Find the line containing "In this picture, where can the man's", then output it and every line after it through the end of the listing below, exactly as written.

[Start INFORMATION PROVIDED]

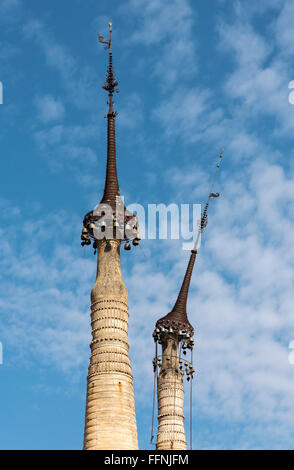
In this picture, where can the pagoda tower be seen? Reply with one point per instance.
(110, 421)
(175, 334)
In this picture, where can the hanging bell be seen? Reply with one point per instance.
(127, 246)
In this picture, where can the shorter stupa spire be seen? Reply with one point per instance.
(175, 334)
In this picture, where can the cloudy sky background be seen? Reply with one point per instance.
(194, 77)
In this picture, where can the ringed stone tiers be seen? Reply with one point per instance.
(110, 421)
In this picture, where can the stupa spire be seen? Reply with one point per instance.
(110, 219)
(175, 334)
(110, 420)
(111, 188)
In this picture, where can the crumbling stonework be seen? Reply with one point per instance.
(110, 421)
(171, 430)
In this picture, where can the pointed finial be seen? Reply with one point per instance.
(106, 41)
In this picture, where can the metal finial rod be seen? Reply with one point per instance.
(203, 220)
(104, 40)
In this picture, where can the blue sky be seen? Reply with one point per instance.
(194, 77)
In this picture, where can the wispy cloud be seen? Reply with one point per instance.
(49, 108)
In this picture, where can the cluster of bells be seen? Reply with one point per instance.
(185, 337)
(189, 369)
(124, 231)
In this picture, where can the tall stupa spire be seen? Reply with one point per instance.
(110, 421)
(175, 335)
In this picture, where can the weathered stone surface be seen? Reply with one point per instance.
(110, 421)
(171, 430)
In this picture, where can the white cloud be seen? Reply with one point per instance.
(49, 108)
(79, 81)
(166, 27)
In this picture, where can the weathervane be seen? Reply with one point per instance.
(106, 41)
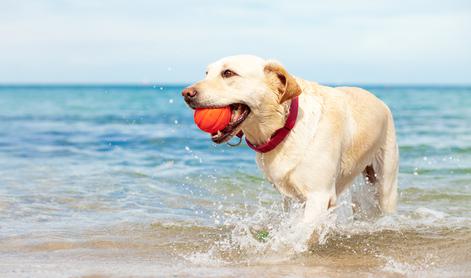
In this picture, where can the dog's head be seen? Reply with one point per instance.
(254, 88)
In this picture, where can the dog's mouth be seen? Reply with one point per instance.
(240, 112)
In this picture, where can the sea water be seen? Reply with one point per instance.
(117, 180)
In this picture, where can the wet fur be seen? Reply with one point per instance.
(340, 132)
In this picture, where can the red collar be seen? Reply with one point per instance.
(280, 134)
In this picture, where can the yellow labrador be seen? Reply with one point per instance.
(338, 134)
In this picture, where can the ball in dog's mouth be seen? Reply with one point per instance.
(239, 114)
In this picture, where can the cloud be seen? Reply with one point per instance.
(150, 41)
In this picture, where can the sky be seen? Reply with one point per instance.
(148, 41)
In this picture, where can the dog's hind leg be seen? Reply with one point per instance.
(384, 170)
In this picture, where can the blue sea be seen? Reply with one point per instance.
(118, 181)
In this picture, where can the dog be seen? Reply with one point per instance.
(338, 133)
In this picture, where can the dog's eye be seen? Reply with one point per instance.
(228, 73)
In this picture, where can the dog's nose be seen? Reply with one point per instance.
(189, 93)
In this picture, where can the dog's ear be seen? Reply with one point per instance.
(283, 82)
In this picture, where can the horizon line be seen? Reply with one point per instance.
(183, 84)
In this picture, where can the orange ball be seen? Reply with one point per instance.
(212, 120)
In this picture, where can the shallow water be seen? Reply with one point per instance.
(118, 181)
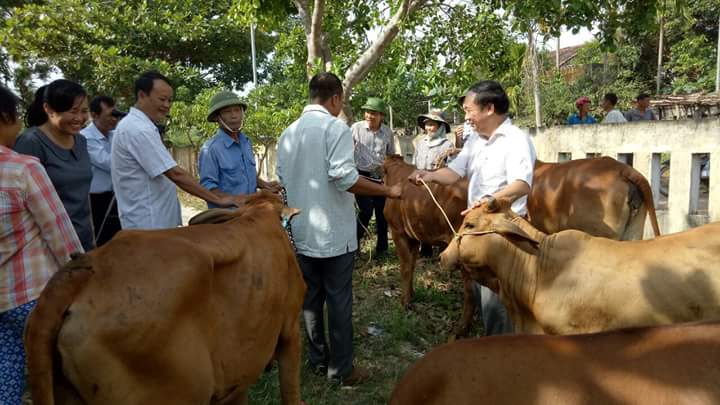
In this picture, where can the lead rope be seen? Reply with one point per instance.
(440, 207)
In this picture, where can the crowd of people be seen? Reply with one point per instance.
(68, 186)
(642, 111)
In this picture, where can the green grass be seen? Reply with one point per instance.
(406, 335)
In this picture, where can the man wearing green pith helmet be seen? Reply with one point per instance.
(373, 141)
(227, 163)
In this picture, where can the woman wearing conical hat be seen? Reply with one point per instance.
(434, 142)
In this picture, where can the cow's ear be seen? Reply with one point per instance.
(493, 205)
(511, 228)
(289, 212)
(212, 216)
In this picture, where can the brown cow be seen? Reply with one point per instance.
(600, 196)
(670, 365)
(572, 282)
(181, 316)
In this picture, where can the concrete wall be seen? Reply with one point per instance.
(646, 142)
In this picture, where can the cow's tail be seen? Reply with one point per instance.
(636, 178)
(45, 321)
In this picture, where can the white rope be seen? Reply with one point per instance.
(440, 207)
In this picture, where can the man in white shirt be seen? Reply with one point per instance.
(613, 116)
(316, 165)
(99, 138)
(499, 163)
(144, 174)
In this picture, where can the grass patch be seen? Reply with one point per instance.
(405, 336)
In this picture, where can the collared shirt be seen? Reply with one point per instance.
(493, 163)
(371, 147)
(99, 150)
(228, 165)
(429, 149)
(636, 115)
(71, 174)
(146, 198)
(575, 119)
(614, 117)
(36, 234)
(315, 164)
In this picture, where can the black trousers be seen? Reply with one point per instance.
(99, 203)
(329, 281)
(367, 205)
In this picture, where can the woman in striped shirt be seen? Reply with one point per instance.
(36, 238)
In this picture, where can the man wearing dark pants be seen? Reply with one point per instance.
(105, 117)
(499, 163)
(373, 140)
(316, 167)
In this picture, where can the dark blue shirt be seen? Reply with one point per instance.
(228, 165)
(575, 119)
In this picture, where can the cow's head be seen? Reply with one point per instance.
(254, 204)
(481, 234)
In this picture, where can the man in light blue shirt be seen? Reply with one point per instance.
(144, 175)
(226, 162)
(316, 166)
(99, 137)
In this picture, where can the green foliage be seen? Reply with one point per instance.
(188, 125)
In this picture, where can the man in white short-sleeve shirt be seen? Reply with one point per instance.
(498, 163)
(144, 175)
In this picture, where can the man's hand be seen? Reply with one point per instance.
(395, 191)
(271, 186)
(417, 175)
(231, 201)
(476, 204)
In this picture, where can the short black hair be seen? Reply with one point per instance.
(97, 102)
(324, 85)
(8, 106)
(490, 92)
(60, 95)
(611, 97)
(144, 82)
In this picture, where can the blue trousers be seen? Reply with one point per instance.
(12, 353)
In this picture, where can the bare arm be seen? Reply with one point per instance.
(366, 187)
(186, 182)
(512, 191)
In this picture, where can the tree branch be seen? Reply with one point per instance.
(360, 69)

[End INFORMATION PROVIDED]

→ **SOLVED EXERCISE**
In this picture, where can the man's hand be seen? Reply with one point per instance.
(395, 191)
(271, 186)
(417, 175)
(231, 201)
(476, 204)
In this picture, where can the short black hair be seen? Reply with one point per instance.
(97, 102)
(324, 85)
(8, 106)
(490, 92)
(60, 95)
(611, 97)
(144, 82)
In this picture, where can the blue trousers be seen? Reply with one point per instance.
(12, 353)
In this picture, where can the bare arm be seen? Reply with one point per instance.
(366, 187)
(186, 182)
(512, 191)
In this picture, where can the tree branch be seen? Reply with one point per instance.
(360, 69)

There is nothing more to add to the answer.